Items for identifying locations:
---
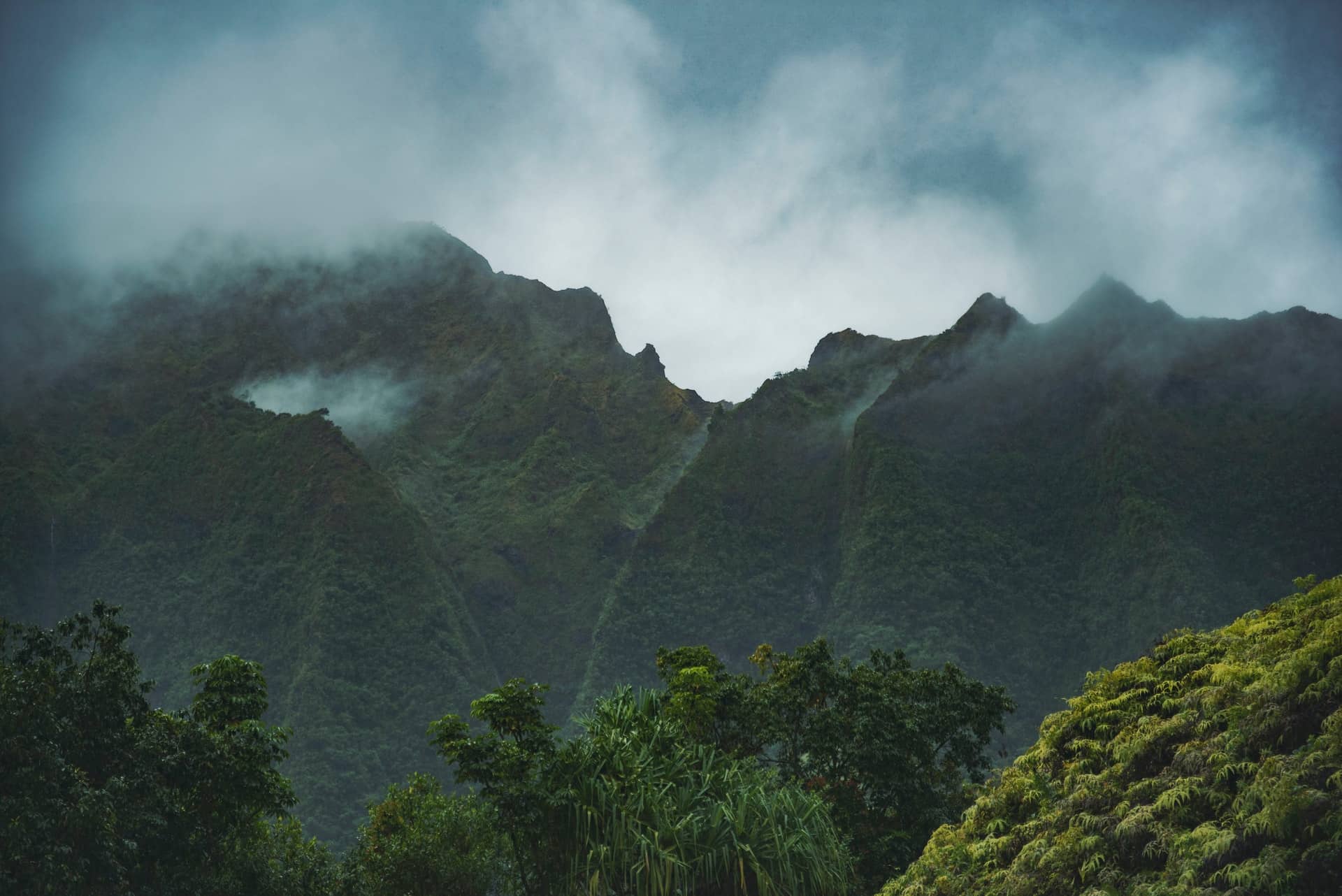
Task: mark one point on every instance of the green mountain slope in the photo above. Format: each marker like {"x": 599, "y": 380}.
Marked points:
{"x": 497, "y": 489}
{"x": 505, "y": 448}
{"x": 1025, "y": 500}
{"x": 1086, "y": 484}
{"x": 745, "y": 549}
{"x": 1212, "y": 765}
---
### SET EXERCISE
Reproduce every item above word for word, leaving out the pictures.

### SOLUTION TO THIS EXERCISE
Task: mark one point on every instance of the green mountain slope in the photo above. Format: each marker like {"x": 599, "y": 380}.
Marked points:
{"x": 497, "y": 489}
{"x": 505, "y": 448}
{"x": 1025, "y": 500}
{"x": 1086, "y": 484}
{"x": 745, "y": 549}
{"x": 1212, "y": 765}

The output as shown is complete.